**Task requirements:** The data should be printed in full, character for character.

(Entries taken from a collection)
----------

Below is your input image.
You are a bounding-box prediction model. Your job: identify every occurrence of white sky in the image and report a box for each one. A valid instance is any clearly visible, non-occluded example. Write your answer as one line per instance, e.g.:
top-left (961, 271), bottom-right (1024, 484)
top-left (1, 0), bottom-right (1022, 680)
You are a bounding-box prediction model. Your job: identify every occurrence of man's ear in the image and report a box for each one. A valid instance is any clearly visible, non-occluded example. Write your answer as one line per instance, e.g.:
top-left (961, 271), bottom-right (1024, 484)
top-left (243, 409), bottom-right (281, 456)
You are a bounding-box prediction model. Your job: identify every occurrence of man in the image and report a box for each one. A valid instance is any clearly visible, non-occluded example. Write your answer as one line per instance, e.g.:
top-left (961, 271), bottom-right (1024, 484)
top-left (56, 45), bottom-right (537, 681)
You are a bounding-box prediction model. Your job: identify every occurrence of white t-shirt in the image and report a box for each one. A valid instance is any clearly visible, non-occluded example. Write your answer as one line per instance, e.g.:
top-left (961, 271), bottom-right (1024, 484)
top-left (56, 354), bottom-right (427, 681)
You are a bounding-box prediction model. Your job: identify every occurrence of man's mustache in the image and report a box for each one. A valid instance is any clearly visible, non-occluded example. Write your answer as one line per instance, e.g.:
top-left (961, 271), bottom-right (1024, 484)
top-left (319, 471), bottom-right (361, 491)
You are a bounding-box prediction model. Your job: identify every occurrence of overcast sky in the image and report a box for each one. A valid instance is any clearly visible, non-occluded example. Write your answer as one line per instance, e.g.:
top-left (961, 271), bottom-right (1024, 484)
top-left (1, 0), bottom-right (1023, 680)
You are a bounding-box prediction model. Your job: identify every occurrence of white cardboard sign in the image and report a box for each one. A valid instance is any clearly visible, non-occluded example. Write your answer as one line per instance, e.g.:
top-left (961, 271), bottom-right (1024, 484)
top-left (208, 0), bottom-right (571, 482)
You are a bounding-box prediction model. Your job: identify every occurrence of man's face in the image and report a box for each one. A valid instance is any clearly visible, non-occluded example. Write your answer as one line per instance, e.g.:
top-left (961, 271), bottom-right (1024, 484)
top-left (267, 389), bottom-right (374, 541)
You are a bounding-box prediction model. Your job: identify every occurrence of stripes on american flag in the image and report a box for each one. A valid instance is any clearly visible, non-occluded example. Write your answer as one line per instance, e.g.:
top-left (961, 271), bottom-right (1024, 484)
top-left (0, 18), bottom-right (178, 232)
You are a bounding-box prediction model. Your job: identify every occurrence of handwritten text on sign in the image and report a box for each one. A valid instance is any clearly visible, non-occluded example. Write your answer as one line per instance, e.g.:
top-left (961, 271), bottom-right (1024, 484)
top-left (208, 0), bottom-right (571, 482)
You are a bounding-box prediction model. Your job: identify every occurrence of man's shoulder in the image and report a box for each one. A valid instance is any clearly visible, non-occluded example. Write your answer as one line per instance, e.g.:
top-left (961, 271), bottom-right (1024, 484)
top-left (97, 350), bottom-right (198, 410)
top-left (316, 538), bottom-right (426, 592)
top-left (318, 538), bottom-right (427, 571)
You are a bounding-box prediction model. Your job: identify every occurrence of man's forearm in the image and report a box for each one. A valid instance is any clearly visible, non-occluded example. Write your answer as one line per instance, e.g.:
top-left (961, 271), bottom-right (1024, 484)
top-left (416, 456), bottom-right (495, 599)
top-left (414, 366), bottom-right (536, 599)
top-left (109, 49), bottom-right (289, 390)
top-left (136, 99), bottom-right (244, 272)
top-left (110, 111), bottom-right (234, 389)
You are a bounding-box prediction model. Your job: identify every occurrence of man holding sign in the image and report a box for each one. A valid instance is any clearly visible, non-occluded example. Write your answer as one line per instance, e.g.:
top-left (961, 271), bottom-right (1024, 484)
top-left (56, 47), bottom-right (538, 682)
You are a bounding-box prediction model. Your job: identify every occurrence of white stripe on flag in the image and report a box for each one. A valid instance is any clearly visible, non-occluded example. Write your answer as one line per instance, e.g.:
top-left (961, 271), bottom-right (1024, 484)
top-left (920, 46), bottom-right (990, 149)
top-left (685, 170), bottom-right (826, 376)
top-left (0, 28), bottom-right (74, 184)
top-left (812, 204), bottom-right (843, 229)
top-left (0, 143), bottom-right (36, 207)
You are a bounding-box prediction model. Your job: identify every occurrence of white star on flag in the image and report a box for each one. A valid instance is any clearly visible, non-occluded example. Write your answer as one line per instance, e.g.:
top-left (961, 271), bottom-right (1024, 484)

----------

**Answer to the problem:**
Below is your input image.
You are a bounding-box prediction model. Your job: identify every occurrence of white sky in the image and report a box for each one. A valid instance is any clearly visible, non-occluded example. Write your answer as one line per instance, e.g.:
top-left (961, 271), bottom-right (1024, 484)
top-left (1, 0), bottom-right (1022, 680)
You are a bounding-box prediction model. Your job: identify every occurrence of man's ear in the image and report a box for each one. A valid instance is any clearly visible, non-occluded example. Write your answer as one line per instance, e.g.:
top-left (961, 271), bottom-right (1024, 484)
top-left (243, 409), bottom-right (281, 456)
You are a bounding-box prediction model. Your job: identify every occurrence of man in the image and report a box for each one. A valid instance is any clearly visible, non-occluded example. Write your answer as one line per instance, e.g.:
top-left (961, 271), bottom-right (1024, 484)
top-left (56, 45), bottom-right (537, 681)
You are a bounding-box prediction model. Your job: identify every occurrence of white t-shirt in the image and report a box for each one. A valid instance is any clearly visible, non-occluded example. Write your answer as one line per instance, e.g.:
top-left (961, 271), bottom-right (1024, 484)
top-left (56, 354), bottom-right (427, 681)
You are a bounding-box prediction model. Your job: identify every occurrence of man's mustache in the image and report a box for each one. A valid instance is any clearly visible, non-occluded example. Write your answer as one line per instance, e.g.:
top-left (961, 271), bottom-right (1024, 484)
top-left (319, 471), bottom-right (361, 491)
You are a bounding-box prediction model. Your job: identify every occurrence of overcast sky in the image and report a box for each one. A valid instance is any clearly visible, non-occluded example. Write your answer as one line per instance, e.g.:
top-left (961, 271), bottom-right (1024, 484)
top-left (1, 0), bottom-right (1023, 680)
You are a bounding-box prediction model. Your job: identify every occurrence of white cardboard sign in the image and report a box for each one. A valid instance is any clearly visible, non-occluded example. Write your answer as one line per instance, e.g.:
top-left (961, 271), bottom-right (1024, 484)
top-left (208, 0), bottom-right (571, 482)
You are a bounding-box prediction model. Your job: identify every occurrence of man's face in the image and report a box for each one. A valid instance is any clearly visible, non-occluded example. Write your answer as one line per instance, e.g.:
top-left (961, 271), bottom-right (1024, 484)
top-left (267, 389), bottom-right (374, 541)
You are a bounding-box prediction model. Your job: identify every occurrence of stripes on american flag in the image and report a box for each one. A valid instance is any clearly visible, non-occluded example. Write your answer as one line per instance, e.g.:
top-left (961, 271), bottom-right (1024, 484)
top-left (0, 18), bottom-right (178, 232)
You are a bounding-box prediction model. Your job: identify every occurrence of handwritten text on sign in the image and report a box for each one. A valid instance is any clearly visible, non-occluded example. Write your answer as one line per instance, e.g.:
top-left (961, 271), bottom-right (1024, 484)
top-left (208, 0), bottom-right (571, 482)
You are a bounding-box prediction model. Your job: identify every occurrence of man's shoulder in the image and report a box for each one. A valid instance is any clearly visible, non-occluded example. Write your answer as one line per instance, e.g.:
top-left (961, 271), bottom-right (1024, 484)
top-left (97, 350), bottom-right (198, 410)
top-left (316, 538), bottom-right (426, 592)
top-left (318, 538), bottom-right (427, 571)
You are a bounding-box prediction model. Your job: identify every occurrence of man's forearm in the image and report a box for each one. A valid instance is any clearly visible, non-occluded example. Write your answer as one line per instance, e.g.:
top-left (961, 271), bottom-right (1024, 484)
top-left (416, 456), bottom-right (495, 599)
top-left (414, 366), bottom-right (536, 599)
top-left (109, 49), bottom-right (289, 390)
top-left (136, 99), bottom-right (244, 272)
top-left (110, 111), bottom-right (234, 389)
You are a bounding-box prediction model. Your job: identify every occurrence of man holding sign in the image and report a box for each one. A valid instance is any clearly visible, non-occluded example. Write your answer as one line per instance, e.g.:
top-left (961, 271), bottom-right (1024, 484)
top-left (56, 47), bottom-right (538, 682)
You are a bounding-box prediction model. Your job: identify every occurrence of white stripe on flag in the image and report a box for each one. A valid instance is any clearly visible, non-occluded example. Write your answer as one line per instance, e.g.:
top-left (961, 271), bottom-right (1024, 484)
top-left (920, 46), bottom-right (990, 149)
top-left (685, 170), bottom-right (826, 376)
top-left (0, 28), bottom-right (74, 184)
top-left (812, 204), bottom-right (843, 229)
top-left (0, 143), bottom-right (36, 207)
You are a bounding-box prediction model. Your job: identify every occurrence of white star on flag in the image and report a box for each one. A valid instance is any clearly visible, non-occluded example. Write your answer as one line per instance, e.g.:
top-left (961, 271), bottom-right (1024, 484)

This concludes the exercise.